## Set of tasks:
[a] In the mediation article, what position did the author hold in Bronx Supreme Court?
[b] Resume the article on mediation, picking up after its final sentence.

[Exercise text Boundary: Start]

TRAVEL THE ROAD TO A SUCCESSFUL MEDIATION
Posted on Mar 28, 2016 |Publications
By: Susan Hernandez, Esq.
New York Law Journal Alternative Dispute Resolution Special Report
March 28, 2016
Two roads diverged in a wood, and I –
I took the one less traveled by,
And that has made all the difference.
With apologies for borrowing the closing verse to Robert Frost's The Road Not Taken (often mistakenly called The Road Less Traveled), these words could very well be the opening lines to a poem entitled The Road to Mediation.
Having been the Chief Court Mediator in Bronx Supreme Court, and now, after participating in hundreds of mediations at NAM (National Arbitration and Mediation), experience has taught that Alternative Dispute Resolution is probably the best and most cost-effective way to resolve a case. Yet, experience has also taught that “travelers” seeking a resolution can choose only one of two divergent paths – the adversarial and costly, uphill climb that ultimately leads to a courtroom battle or the smoother, paved, cooperative road that ends in a successful and fruitful resolutions through mediation. This article is written in the hope that those seeking the Mediation Road will recognize that only one path will ultimately lead to certain success. There can only be “one road that's traveled.” So what is that path?
Cooperation, Preparation and Communication
In a word, it is the path of cooperation. A successful Mediator sees dozens of cases weekly and hundreds of cases annually. The Mediator gets a clear sense of when a mediation has a good chance of success and also when the mediation is doomed to fail, despite the best intentions of both parties – due to mistakes made prior to and during a mediation. It is not the Mediator alone that can make the process a success. It requires the good intentions, cooperation and preparation by both the plaintiff and defense.
Preparation by the parties is probably the most important part of the mediation process. Often times, the Mediator is sent vast amounts of documents before the mediation and yet the parties come to the table poorly prepared, not really aware of the good and bad parts of their case, with little to no forethought given to the positions of their adversaries. Additionally, the clients have not been properly prepared by counsel, and rely on the Mediator to “convince the other side” of the strength of their case. Of course, this is not the job of the Mediator which only makes the process more frustrating and difficult. Instead of voluminous submissions in hopes of convincing the Mediator of the merits of the case, the parties should position their cases for a settlement and not for a trial. This means preparing the client and knowing what the client should expect from a mediation. It also means communicating with the other side.

[Exercise text Boundary: End]
[Supplied information Boundary: Start]

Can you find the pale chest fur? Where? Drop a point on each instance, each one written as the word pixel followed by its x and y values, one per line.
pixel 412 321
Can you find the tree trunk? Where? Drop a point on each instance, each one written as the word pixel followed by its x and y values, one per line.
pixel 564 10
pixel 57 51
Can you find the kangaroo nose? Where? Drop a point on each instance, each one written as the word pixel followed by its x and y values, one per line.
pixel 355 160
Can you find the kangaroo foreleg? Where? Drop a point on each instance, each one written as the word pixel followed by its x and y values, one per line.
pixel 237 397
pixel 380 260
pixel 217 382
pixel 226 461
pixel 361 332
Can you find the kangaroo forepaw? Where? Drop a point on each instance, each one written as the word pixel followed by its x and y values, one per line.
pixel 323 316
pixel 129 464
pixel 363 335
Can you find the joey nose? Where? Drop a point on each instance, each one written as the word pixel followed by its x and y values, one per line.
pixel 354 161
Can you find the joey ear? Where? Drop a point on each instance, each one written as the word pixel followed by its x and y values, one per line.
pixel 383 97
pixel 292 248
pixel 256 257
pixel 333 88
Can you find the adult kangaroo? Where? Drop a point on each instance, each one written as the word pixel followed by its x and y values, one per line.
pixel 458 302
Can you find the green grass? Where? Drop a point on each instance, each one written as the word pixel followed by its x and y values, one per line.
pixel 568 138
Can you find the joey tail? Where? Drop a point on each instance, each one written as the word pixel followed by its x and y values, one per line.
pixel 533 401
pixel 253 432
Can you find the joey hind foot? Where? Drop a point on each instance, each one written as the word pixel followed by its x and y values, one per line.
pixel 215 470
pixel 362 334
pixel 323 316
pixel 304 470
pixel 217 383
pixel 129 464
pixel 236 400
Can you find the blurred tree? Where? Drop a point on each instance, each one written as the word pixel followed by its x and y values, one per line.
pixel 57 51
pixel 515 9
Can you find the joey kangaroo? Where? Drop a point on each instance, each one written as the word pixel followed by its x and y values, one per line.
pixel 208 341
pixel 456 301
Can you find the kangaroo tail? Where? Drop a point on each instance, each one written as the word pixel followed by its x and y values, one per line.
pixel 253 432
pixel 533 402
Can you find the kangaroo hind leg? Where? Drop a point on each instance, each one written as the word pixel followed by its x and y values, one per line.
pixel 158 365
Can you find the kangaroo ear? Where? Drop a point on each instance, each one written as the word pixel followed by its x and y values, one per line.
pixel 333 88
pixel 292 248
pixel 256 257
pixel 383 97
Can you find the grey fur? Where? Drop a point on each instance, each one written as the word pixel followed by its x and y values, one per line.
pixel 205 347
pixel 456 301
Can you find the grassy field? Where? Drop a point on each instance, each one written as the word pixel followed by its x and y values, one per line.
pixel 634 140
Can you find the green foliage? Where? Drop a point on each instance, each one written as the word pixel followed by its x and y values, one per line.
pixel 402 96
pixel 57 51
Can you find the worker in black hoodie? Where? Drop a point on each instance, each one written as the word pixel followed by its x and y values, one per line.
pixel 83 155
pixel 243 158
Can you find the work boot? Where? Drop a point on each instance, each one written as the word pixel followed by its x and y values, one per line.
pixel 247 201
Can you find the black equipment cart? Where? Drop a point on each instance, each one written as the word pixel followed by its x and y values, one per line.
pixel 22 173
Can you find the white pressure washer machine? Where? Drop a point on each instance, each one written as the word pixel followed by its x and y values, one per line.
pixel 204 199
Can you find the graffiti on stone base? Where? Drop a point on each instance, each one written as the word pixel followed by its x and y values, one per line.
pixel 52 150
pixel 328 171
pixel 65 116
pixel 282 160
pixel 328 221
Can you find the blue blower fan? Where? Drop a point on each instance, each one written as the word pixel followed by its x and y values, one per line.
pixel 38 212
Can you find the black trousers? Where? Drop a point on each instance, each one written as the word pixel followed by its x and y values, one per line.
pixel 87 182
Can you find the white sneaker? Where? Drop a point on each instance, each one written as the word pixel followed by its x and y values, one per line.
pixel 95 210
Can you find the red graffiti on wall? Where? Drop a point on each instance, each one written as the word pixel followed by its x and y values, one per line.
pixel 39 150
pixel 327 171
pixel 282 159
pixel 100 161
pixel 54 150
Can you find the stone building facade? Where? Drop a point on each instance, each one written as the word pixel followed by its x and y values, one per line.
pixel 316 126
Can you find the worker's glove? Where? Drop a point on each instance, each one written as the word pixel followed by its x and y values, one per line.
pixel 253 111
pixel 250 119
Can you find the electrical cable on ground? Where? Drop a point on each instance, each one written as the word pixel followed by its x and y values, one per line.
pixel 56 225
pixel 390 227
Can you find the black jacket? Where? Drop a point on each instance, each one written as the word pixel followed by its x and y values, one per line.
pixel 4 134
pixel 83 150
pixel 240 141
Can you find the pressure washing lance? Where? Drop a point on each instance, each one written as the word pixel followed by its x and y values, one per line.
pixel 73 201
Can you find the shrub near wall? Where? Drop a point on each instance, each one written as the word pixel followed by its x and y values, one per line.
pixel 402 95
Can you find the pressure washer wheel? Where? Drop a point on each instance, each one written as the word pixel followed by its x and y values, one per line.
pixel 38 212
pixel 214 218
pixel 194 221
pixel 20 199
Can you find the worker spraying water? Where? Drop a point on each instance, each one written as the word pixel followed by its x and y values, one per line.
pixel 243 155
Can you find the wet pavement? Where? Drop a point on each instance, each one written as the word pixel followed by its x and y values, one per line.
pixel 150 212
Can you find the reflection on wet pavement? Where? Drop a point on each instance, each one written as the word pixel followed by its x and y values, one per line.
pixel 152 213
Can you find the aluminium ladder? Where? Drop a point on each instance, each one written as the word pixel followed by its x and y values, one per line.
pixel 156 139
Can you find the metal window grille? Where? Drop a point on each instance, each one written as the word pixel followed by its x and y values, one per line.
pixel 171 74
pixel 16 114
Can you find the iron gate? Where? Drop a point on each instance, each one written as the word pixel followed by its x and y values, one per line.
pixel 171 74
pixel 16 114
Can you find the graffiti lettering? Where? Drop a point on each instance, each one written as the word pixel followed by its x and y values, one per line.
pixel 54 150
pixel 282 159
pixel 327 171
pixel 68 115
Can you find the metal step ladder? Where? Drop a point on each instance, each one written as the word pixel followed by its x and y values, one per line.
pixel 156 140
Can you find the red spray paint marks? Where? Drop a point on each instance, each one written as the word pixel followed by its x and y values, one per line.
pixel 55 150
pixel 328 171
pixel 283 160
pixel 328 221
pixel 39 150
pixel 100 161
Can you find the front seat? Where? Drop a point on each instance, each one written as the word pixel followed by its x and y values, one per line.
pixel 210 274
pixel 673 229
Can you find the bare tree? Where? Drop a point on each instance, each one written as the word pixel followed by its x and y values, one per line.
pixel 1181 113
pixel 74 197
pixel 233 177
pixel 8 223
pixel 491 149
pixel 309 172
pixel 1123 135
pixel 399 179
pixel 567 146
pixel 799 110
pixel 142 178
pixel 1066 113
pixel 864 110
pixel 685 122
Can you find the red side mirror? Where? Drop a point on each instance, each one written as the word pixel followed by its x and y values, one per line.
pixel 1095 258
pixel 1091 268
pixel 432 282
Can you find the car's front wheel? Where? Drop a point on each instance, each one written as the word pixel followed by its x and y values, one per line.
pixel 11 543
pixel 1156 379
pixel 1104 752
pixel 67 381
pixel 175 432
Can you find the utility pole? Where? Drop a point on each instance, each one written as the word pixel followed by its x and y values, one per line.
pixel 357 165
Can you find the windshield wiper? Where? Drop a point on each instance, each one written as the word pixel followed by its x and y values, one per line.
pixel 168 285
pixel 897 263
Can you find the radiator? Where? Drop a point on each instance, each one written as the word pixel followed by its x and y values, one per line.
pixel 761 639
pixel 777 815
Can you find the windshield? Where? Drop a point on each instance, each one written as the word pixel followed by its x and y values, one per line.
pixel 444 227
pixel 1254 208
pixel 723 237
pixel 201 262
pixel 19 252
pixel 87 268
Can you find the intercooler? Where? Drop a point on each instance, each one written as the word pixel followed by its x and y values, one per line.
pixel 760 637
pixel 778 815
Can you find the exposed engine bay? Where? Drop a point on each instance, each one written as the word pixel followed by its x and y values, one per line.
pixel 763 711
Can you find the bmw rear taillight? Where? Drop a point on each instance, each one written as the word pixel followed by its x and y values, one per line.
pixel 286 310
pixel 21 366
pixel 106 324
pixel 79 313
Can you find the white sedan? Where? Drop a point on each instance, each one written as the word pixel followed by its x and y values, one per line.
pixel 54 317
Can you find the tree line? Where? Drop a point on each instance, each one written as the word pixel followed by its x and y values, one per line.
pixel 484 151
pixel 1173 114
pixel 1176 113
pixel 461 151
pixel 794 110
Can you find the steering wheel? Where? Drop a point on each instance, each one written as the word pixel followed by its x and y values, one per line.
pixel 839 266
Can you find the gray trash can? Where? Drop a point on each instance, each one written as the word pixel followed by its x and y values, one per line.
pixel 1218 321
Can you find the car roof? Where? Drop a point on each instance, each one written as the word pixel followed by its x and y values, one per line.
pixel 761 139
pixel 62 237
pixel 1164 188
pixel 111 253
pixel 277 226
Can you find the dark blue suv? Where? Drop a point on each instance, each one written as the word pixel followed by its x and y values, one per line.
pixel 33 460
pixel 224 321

[Supplied information Boundary: End]

## Outputs by task:
[a] Chief Court Mediator.

[b]
Preparation also requires confirming why mediation has been sought. For example, if it is to attempt to settle a personal injury matter, have demands been communicated or offers made? Have the positions of the parties been made known before coming to the table? Why did one side ask for the mediation? Often one of the parties will admit to coming to mediation because the other side asked for it. Don't expect a positive outcome if this path is taken. The right amount of preparation will determine, before the parties come to the mediation, whether there is a possibility of resolving the matter. Many times parties never convey demands or offers but still come to the table, or there is disagreement over them. This often leads to confusion or ill will and a firming of each side's position with the expectation that the Mediator will sort through the morass and convince one side or the other to either put up more money or take less and be happy with the process.
Thus, if the mediation is to be successful, the parties must communicate beforehand. Clear parameters must be set. Demands and offers should be made and any problems openly discussed. The parties should make sure that all information sought by each side has been exchanged. If an injured party is still under medical treatment, for example, it is most helpful to provide up-to-date medical information and reports before the mediation. All insurance information should be disclosed before the mediation. Preparation, preparation, preparation – just like it is the backbone of a successful trial, it is also the backbone of a successful mediation.
Often, voluminous briefs are presented to the Mediator, as if the sheer volume is a sign of the validity of the case. Rather than volume, only the most telling and pertinent papers, reports, testimony and legal positions should be submitted. All the depositions in the case are not needed. It is wiser and more economical (monetarily and mentally) to present only the salient points of a deposition or hospital records, the most telling injuries suffered and the reports that summarize the injuries. It must be remembered that the submissions need not be exchanged with the other side, and can be sent in confidence. It should come as no surprise then that the Mediator has been presented with, and has read, the submissions of each side without any expectation that those submissions have been sent to the other side.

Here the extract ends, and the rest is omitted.